SET TASK A: Repeat, word for word, the stretch of the video pipeline text from "style q fill:#0000,stroke:#0000,stroke-width:0px" through "file under example/video-pipeline.json.".

GIVEN PASSAGE:
★ ★ ★

Similar to the image pipeline, again we leverage that the microservice (Feature Extraction Server) can extract on multiple analysers simulatneously. The video pipeline is slightly longe, as we want more metadata and ASR.

%%{
  init: {
    'theme': 'base',
    'themeVariables': {
      'primaryColor': '#2D373C',
      'primaryTextColor': '#D2EBE9',
      'primaryBorderColor': '#A5D7D2',
      'lineColor': '#D20537',
      'secondaryColor': '#2D373C',
      'edgeLabelBackground': '#0000'
    }
  }
}%%
flowchart LR

direction LR
 s[ ] --> e[enumerator] --> d[decoder] --> l[selector]
 l --> a[averagecolor]
 l --> c[clip]
 l --> i[dino]
 l --> o[ocr]
 l --> t[thumbail]
 d --> w[whisper]
 t --> f[filter]
 a --> f[filter]
 f -->|combine| m[file] --> v[video] --> y[time]
 y --> p[persistance]
 c --> p
 i --> p
 o --> p
 w --> p
 p -->|combine| q[ ]

 style q fill:#0000,stroke:#0000,stroke-width:0px
 style s fill:#0000,stroke:#0000,stroke-width:0px

Video Pipeline Configuration

Store the pipeline as configuration JSON file under example/video-pipeline.json.

{
  "schema": "example",
  "context": {
    "contentFactory": "InMemoryContentFactory",
    "resolverName":"disk",
    "local": {
      "enumerator": {
        "path": "./example/media/",
        "depth": "3"

★ ★ ★

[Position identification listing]

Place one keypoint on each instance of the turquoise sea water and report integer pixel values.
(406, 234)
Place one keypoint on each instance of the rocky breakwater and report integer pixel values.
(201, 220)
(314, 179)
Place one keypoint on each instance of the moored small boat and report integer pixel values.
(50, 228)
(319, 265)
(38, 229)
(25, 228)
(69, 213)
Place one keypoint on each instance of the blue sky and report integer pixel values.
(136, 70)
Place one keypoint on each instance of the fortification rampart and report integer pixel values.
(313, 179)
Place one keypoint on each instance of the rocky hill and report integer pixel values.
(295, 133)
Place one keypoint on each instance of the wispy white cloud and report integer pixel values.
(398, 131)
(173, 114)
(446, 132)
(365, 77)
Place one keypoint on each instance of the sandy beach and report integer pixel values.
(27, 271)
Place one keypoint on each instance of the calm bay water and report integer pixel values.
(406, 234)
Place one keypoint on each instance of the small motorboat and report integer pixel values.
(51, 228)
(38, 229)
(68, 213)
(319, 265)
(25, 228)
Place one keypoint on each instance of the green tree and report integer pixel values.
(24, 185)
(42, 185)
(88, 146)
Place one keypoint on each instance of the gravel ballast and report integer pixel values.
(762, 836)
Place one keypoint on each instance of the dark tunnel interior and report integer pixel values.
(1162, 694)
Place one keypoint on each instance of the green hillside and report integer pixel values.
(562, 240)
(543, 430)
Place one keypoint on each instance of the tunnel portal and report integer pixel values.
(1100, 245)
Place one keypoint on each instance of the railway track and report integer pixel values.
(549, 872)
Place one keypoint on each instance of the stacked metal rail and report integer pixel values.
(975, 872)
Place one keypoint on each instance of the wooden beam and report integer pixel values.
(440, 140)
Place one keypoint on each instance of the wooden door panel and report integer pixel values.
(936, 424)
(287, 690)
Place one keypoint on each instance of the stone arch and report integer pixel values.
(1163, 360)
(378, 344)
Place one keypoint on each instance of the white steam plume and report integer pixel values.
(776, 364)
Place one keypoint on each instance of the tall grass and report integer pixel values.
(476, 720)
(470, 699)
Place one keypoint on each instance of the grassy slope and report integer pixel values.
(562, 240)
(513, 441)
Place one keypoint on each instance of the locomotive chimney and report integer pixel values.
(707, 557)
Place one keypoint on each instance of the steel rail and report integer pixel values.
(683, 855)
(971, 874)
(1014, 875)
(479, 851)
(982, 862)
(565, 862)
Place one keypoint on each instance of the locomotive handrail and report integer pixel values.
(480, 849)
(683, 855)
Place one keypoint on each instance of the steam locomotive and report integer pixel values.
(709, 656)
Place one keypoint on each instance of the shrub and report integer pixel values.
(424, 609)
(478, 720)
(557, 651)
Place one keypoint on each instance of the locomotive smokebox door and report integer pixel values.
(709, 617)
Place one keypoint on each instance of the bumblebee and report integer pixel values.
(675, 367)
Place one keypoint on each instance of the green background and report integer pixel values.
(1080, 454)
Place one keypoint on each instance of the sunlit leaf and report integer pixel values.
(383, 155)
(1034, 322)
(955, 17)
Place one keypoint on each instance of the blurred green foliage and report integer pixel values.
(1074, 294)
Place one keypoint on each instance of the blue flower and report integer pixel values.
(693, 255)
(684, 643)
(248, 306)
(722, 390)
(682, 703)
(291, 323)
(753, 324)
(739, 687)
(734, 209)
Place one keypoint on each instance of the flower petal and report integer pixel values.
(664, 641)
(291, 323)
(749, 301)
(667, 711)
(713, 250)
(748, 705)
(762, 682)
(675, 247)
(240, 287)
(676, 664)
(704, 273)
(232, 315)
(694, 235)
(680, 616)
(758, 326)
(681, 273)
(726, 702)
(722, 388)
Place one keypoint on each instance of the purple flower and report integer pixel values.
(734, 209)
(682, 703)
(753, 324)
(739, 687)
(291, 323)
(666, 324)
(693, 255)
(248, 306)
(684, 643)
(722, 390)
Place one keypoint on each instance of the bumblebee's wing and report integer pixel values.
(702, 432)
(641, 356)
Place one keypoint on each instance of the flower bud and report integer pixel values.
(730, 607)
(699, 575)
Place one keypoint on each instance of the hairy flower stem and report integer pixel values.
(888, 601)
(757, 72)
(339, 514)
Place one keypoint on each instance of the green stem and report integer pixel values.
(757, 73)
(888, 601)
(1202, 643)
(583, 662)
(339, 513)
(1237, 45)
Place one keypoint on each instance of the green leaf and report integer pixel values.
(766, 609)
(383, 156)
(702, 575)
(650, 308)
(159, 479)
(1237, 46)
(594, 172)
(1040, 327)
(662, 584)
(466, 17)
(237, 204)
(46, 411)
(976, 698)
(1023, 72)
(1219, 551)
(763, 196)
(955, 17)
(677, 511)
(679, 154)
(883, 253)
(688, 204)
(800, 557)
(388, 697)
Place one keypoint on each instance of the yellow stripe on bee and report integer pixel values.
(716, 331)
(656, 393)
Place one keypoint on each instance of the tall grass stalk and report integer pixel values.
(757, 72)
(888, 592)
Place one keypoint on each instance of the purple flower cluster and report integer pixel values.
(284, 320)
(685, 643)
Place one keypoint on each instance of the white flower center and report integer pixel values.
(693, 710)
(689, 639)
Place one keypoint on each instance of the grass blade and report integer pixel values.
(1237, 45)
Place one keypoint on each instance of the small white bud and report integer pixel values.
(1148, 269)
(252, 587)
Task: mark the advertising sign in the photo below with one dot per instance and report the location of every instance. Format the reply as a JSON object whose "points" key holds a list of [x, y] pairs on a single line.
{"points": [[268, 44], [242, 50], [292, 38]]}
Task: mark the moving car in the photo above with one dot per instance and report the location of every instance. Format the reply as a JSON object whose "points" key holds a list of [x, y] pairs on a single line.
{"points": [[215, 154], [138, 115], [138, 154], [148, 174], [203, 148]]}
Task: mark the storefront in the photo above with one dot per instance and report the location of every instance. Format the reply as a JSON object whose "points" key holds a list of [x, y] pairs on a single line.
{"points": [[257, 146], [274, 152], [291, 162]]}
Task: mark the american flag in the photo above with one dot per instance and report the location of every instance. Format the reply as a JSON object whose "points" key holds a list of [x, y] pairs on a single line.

★ ★ ★

SET TASK B: Return each line of the listing above that contains the word "locomotive".

CORRECT ANSWER A:
style q fill:#0000,stroke:#0000,stroke-width:0px
 style s fill:#0000,stroke:#0000,stroke-width:0px

Video Pipeline Configuration

Store the pipeline as configuration JSON file under example/video-pipeline.json.

CORRECT ANSWER B:
Place one keypoint on each instance of the locomotive chimney and report integer pixel values.
Place one keypoint on each instance of the locomotive handrail and report integer pixel values.
Place one keypoint on each instance of the steam locomotive and report integer pixel values.
Place one keypoint on each instance of the locomotive smokebox door and report integer pixel values.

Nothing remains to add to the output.